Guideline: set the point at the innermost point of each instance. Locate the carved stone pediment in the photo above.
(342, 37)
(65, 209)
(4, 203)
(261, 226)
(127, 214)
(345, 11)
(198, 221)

··········

Would you repeat all the material exactly as it is shown?

**ANSWER TO THE EXERCISE**
Guideline: set the point at the innermost point of each instance. Locate the carved stone pediment in the photo above.
(342, 37)
(65, 209)
(4, 203)
(261, 226)
(127, 214)
(345, 11)
(198, 221)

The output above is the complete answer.